(EXERCISE OBJECTIVE):
Reproduce every item below verbatim, keeping each line in its original order.

(RECORDS FOR THE TASK):
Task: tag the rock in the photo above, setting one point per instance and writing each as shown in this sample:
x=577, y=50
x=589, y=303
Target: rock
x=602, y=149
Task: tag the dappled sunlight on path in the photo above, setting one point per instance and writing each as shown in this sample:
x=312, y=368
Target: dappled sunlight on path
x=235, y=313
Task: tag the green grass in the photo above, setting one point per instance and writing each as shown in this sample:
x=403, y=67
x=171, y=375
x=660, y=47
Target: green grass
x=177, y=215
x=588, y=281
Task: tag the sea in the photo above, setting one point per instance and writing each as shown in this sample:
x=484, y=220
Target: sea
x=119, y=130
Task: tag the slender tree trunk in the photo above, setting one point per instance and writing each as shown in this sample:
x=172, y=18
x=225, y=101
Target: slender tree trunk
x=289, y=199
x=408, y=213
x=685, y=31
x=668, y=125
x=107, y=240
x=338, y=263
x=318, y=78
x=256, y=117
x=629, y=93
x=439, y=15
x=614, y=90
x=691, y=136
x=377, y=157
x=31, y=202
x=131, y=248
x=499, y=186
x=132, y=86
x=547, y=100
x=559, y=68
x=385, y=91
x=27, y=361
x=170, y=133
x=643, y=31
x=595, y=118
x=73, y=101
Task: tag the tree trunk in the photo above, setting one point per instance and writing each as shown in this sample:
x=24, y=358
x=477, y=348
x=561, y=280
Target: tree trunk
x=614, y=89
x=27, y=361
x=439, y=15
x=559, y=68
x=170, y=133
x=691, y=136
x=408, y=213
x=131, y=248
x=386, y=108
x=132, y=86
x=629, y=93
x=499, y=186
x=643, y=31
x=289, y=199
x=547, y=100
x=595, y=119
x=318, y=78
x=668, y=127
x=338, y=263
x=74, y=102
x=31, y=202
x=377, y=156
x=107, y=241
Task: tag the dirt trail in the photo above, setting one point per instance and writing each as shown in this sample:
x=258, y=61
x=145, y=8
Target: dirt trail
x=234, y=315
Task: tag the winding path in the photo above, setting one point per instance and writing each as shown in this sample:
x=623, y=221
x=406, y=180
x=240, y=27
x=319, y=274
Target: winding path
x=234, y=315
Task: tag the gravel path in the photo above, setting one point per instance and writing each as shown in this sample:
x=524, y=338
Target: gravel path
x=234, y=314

(COMPLETED EXERCISE):
Task: tag the rock in the photo above, setting one point per instance and writing each as shown in this sample:
x=577, y=50
x=589, y=303
Target: rock
x=602, y=149
Task: tag the dappled sunlight on path in the photo above, setting one point per instance and writing each as shown in this sample:
x=312, y=368
Target: dappled sunlight on path
x=235, y=313
Task: tag the green grass in the photo above, setting one point per instance and writing each as shown in this sample:
x=403, y=67
x=171, y=375
x=660, y=47
Target: green grass
x=177, y=215
x=588, y=281
Task: tag the sea in the photo above, setting one point per instance and writing each as shown in this sample:
x=484, y=220
Target: sea
x=119, y=130
Task: tag the slender tree trunk in the photo above, setting one point per instance and writing each as shown in this sample:
x=172, y=18
x=225, y=101
Target: slender tree trunk
x=289, y=199
x=408, y=213
x=685, y=31
x=668, y=125
x=107, y=240
x=338, y=263
x=318, y=78
x=256, y=117
x=629, y=93
x=439, y=15
x=614, y=90
x=691, y=136
x=377, y=157
x=31, y=202
x=131, y=248
x=499, y=186
x=132, y=86
x=547, y=100
x=559, y=68
x=385, y=91
x=27, y=361
x=170, y=133
x=643, y=31
x=595, y=118
x=73, y=101
Task: tag the tree trunk in the photo above, setting one point per instance and writing each as shown in this sample:
x=24, y=358
x=477, y=348
x=561, y=280
Target: tree trunk
x=614, y=89
x=27, y=361
x=439, y=15
x=559, y=68
x=170, y=133
x=691, y=136
x=408, y=213
x=131, y=248
x=386, y=108
x=132, y=86
x=629, y=93
x=499, y=186
x=643, y=31
x=289, y=199
x=547, y=100
x=595, y=119
x=318, y=78
x=668, y=127
x=338, y=263
x=74, y=102
x=31, y=202
x=377, y=156
x=107, y=241
Task: tag the dirt trail in the photo above, setting one point per instance and writing each as shown in this sample:
x=258, y=61
x=145, y=8
Target: dirt trail
x=234, y=315
Task: tag the winding path in the photo above, setting one point per instance and writing each as shown in this sample:
x=623, y=221
x=406, y=180
x=240, y=27
x=319, y=274
Target: winding path
x=234, y=315
Task: tag the gravel path in the photo above, setting one point per instance and writing each as shown in this sample:
x=524, y=338
Target: gravel path
x=234, y=314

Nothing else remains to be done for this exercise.